Websites that use minimal pairs heavily can be found at http://www.shiporsheep.com, as well as in the Minimal Pair Practice and Quizzes section at http://www.manythings.org/e/pronunciation.html. Some programs take a slightly different approach and use sentences that both contain and contrast the members of a minimal pair (e.g. He said thanks for the tanks). In addition, some minimal-pair-based CAPT programs (e.g. www.pronunciationmatters.com) use story contexts that are longer than a single sentence and employ meaningful rejoinders. Sadly, however large the linguistic context may be, and regardless of the context size and type of rejoinder used, minimal-pair practice activities typically provide only binary feedback. The only information that learners receive after attempting to distinguish between the two members of a pair is ‘Correct’ or ‘Incorrect’. After L2 learners choose the wrong rejoinder, they often do not know what they did incorrectly or how to improve their listening discrimination skills.
Visual: Articulatory Displays
For many decades, sagittal section diagrams of the human vocal apparatus and still or video pictures of a speaker’s mouth and lip movements have been utilized by professors of articulatory phonetics and L2 pronunciation teachers. Similarly, computer-based animations and videos in CAPT can display the positions of vocal articulators and their movements in the process of producing speech sounds.
One website and mobile app that does this very well is Sounds of Speech (http://soundsofspeech.uiowa.edu/index.html), which shows, models, and explains the articulations of vowels and consonants in English, Spanish, and German. The IPA Phonetics app for iPhone and iPad (https://www.uvic.ca/humanities/linguistics/resources/software/ipaphonetics/index.php) goes beyond simple line drawings and uses laryngeal ultrasound videos (in three different orientations) to show how various sound segments are articulated. The SPAN (Speech Production and Articulation Knowledge) Group website (https://sail.usc.edu/span/rtmri_ipa/index.html) goes even further and presents real-time magnetic resonance imaging videos of five different individuals’ vocal tracts while they speak the sounds corresponding to all the vowel and consonant symbols in the International Phonetic Alphabet, as well as some single words, sentences, and longer passages.
Of course, simply seeing the movements of the human articulatory apparatus is not, by itself, sufficient. Viewing articulatory illustrations is only the beginning of the pronunciation-learning process. To produce the target sounds accurately and naturally, learners need to practise the corresponding movements until they become automatic. Nevertheless, these visuals may be helpful for raising linguistically-oriented learners’ awareness of what they need to do to pronounce certain speech segments correctly. Still, critics have expressed doubt that ‘ordinary language learners’ benefit from such graphic depictions ‘without proper linguistic or phonetic training’ (Bajorek, 2017: 33).

────────────────────

> **Task description**: Please copy the pronunciation passage between "Of course, simply" and "(Bajorek, 2017: 33).", inclusive. The rows have no connection to the pronunciation passage.

[Region descriptions in natural language]
────────────────────

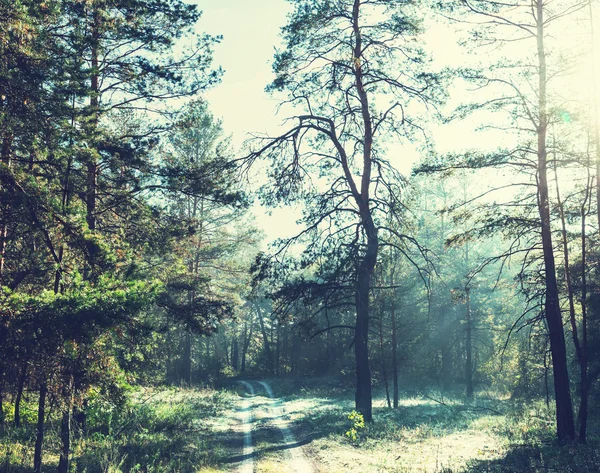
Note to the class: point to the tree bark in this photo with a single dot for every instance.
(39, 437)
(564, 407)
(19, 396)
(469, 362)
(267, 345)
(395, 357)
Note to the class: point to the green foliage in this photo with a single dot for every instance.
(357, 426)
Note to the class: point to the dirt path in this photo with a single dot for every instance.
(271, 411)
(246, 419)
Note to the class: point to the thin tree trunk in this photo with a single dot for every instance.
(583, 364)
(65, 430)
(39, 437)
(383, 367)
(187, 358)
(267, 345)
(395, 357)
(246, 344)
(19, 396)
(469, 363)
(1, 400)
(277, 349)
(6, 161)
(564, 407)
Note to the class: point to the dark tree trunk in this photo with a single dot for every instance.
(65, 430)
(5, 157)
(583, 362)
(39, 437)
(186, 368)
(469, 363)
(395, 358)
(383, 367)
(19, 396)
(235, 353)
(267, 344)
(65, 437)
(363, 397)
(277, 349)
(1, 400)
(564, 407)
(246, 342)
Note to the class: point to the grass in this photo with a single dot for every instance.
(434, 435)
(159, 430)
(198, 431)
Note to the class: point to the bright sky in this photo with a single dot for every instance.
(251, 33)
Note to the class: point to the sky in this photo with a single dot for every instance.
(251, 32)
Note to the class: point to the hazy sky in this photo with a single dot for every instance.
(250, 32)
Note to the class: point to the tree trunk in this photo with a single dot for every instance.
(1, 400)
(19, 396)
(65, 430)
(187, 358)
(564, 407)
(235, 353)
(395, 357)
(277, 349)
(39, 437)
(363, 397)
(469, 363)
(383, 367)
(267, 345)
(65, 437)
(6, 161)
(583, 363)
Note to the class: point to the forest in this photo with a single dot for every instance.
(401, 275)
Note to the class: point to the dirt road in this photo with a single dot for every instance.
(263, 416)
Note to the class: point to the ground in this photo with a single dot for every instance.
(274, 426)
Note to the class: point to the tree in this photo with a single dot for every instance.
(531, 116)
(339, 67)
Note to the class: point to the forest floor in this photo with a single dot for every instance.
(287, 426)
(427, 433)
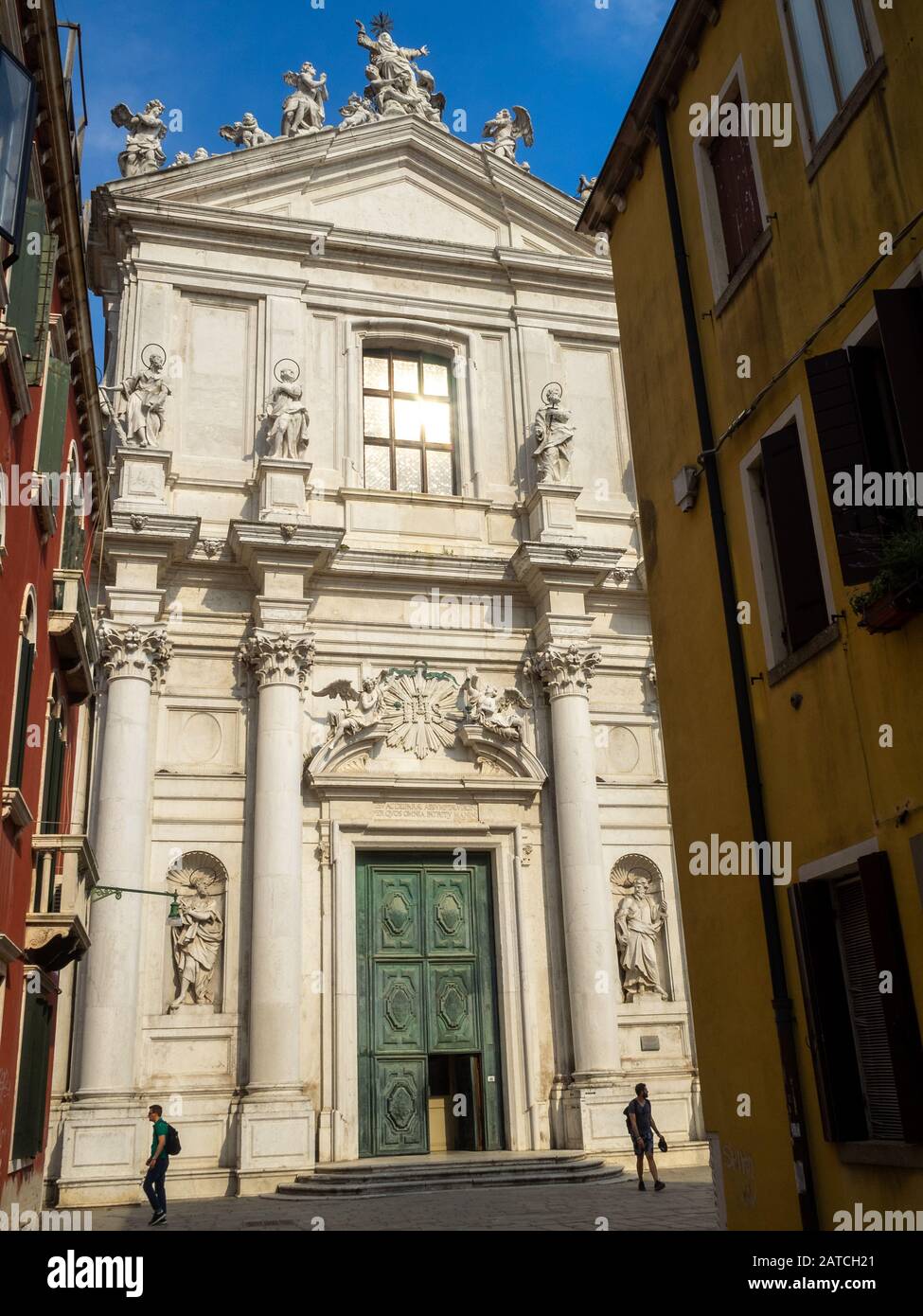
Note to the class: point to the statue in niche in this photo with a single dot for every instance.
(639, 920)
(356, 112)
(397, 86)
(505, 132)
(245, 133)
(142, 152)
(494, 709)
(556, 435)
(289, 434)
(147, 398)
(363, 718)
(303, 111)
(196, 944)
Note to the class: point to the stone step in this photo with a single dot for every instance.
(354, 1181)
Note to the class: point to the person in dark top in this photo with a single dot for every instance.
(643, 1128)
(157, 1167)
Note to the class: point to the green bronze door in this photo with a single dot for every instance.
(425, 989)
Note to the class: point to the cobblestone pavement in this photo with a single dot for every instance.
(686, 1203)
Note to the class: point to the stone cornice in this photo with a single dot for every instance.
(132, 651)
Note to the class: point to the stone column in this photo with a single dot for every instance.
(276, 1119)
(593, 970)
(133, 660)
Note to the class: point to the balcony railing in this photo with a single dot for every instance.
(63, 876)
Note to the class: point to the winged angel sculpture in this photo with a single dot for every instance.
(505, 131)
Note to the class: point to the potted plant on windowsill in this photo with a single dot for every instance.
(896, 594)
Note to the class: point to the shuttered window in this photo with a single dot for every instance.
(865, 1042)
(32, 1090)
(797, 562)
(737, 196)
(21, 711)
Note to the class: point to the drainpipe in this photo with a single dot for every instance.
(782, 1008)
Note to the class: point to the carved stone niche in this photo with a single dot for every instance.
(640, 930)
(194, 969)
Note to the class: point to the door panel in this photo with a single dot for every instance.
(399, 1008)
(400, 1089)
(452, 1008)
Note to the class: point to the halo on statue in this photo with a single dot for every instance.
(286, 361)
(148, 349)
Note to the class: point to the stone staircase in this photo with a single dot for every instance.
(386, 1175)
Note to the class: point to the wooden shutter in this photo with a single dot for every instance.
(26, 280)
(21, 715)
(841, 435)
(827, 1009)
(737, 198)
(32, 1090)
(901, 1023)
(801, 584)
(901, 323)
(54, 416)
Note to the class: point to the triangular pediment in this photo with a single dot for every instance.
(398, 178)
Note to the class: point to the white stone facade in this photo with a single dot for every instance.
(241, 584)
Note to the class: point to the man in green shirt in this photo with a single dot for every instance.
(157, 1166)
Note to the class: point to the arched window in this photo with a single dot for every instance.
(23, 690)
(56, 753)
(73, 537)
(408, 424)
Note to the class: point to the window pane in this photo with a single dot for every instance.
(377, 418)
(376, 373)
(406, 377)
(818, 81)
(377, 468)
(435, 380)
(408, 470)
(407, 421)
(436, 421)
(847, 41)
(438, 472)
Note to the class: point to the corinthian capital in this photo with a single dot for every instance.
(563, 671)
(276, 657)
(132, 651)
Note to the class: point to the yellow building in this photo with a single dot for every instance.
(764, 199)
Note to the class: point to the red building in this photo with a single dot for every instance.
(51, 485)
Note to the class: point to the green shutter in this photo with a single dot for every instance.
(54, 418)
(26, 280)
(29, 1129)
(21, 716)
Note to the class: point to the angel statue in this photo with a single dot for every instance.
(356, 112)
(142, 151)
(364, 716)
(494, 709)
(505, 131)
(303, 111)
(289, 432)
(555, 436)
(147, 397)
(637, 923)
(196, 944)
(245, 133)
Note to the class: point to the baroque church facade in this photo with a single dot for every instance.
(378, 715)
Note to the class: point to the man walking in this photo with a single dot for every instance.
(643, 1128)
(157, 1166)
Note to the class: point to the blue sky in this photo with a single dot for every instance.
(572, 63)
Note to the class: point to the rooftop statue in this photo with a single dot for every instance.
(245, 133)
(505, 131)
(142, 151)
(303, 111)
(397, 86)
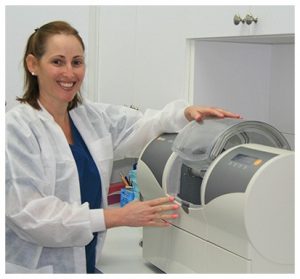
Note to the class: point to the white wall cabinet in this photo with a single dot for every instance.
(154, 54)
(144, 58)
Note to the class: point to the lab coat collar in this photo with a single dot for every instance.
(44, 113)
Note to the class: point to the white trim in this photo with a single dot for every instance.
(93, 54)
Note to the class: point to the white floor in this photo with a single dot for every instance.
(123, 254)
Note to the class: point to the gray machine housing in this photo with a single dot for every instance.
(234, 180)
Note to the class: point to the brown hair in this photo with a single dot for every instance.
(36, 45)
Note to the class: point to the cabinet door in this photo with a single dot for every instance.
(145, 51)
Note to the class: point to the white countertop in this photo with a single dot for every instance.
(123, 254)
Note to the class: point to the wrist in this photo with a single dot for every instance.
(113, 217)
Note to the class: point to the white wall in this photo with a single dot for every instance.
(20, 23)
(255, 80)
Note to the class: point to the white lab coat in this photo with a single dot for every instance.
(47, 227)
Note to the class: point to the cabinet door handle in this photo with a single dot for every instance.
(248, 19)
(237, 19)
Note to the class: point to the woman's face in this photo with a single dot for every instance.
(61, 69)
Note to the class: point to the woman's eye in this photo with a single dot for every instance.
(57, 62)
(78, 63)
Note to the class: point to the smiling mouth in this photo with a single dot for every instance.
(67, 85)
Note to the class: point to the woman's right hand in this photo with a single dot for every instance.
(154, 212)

────────────────────

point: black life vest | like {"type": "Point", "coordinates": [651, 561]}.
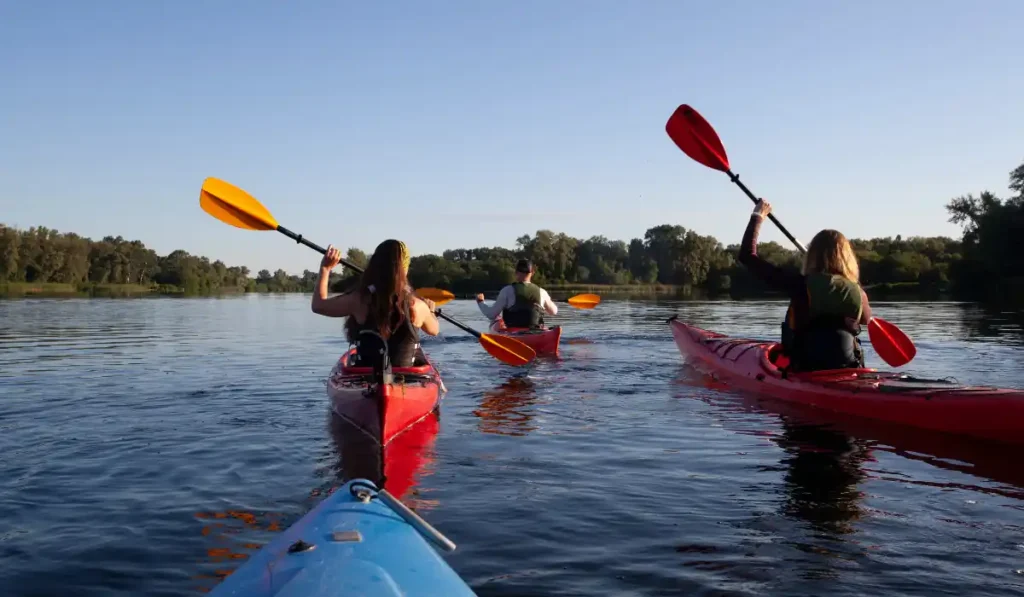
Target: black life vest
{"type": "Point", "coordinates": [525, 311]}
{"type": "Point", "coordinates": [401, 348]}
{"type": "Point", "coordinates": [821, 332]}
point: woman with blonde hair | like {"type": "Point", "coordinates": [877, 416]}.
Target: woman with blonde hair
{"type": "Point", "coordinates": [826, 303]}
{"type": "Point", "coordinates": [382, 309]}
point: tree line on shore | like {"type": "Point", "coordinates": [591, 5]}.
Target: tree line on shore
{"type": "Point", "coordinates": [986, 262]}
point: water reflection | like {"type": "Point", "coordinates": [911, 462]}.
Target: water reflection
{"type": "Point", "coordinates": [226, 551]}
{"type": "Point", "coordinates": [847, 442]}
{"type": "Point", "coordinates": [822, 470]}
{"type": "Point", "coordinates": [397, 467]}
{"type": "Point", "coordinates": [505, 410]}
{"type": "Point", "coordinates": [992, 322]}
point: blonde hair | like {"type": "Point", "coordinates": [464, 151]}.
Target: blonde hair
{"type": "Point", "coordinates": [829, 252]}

────────────────────

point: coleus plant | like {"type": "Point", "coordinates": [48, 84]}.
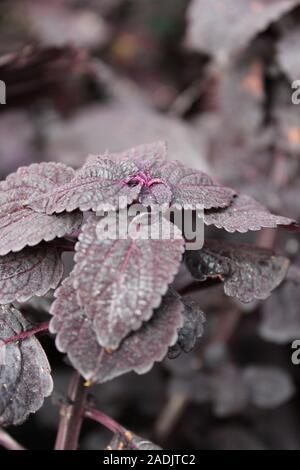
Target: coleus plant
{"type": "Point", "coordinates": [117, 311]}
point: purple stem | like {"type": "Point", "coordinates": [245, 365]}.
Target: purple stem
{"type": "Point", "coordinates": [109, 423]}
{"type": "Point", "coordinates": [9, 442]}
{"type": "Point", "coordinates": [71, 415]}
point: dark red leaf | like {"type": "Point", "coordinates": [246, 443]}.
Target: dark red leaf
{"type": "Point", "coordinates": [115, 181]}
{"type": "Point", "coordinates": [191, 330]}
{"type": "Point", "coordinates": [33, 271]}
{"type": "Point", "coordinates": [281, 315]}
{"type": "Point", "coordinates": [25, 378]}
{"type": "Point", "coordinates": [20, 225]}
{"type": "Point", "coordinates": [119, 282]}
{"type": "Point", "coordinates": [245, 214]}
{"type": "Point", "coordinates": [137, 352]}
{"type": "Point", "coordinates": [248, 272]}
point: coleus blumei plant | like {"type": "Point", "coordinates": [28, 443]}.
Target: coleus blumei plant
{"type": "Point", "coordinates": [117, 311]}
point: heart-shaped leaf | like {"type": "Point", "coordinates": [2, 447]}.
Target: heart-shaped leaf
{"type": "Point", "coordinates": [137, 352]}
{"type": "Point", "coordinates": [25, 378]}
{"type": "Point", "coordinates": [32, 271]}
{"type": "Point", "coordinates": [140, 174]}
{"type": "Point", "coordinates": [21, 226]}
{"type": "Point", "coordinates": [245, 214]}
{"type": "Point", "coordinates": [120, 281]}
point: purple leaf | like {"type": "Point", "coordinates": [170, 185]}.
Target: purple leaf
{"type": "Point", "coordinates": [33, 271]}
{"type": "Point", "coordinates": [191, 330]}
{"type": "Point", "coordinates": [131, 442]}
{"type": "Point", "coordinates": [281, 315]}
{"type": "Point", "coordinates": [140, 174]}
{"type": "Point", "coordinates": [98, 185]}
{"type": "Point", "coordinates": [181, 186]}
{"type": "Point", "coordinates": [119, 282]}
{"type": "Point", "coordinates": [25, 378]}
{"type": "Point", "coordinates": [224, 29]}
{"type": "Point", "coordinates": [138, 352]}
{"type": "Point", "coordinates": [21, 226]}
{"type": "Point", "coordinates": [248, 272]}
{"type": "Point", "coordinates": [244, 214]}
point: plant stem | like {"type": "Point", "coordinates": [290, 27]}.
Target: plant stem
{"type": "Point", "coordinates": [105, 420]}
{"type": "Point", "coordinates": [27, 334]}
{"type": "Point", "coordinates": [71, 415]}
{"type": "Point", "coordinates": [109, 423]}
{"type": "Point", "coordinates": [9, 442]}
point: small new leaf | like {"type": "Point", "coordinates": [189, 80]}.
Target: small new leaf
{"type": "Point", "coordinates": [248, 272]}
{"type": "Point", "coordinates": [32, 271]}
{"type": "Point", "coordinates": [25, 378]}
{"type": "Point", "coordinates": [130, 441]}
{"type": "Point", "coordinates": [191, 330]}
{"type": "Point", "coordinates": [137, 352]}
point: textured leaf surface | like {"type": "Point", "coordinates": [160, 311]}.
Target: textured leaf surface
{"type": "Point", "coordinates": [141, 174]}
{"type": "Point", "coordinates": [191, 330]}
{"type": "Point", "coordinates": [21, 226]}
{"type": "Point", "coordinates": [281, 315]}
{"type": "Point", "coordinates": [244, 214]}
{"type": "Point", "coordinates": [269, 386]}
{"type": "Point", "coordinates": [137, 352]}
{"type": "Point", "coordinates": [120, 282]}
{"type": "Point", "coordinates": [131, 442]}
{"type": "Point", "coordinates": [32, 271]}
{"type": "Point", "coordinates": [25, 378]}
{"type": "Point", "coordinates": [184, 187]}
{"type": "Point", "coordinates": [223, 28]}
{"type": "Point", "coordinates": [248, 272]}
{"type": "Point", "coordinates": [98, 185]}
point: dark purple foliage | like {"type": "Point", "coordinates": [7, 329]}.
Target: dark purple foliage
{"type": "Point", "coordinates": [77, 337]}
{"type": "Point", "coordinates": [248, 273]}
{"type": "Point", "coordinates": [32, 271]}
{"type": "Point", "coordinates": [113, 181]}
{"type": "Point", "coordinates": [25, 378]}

────────────────────

> **Completed task**:
Of course, simply seeing the movements of the human articulatory apparatus is not, by itself, sufficient. Viewing articulatory illustrations is only the beginning of the pronunciation-learning process. To produce the target sounds accurately and naturally, learners need to practise the corresponding movements until they become automatic. Nevertheless, these visuals may be helpful for raising linguistically-oriented learners’ awareness of what they need to do to pronounce certain speech segments correctly. Still, critics have expressed doubt that ‘ordinary language learners’ benefit from such graphic depictions ‘without proper linguistic or phonetic training’ (Bajorek, 2017: 33).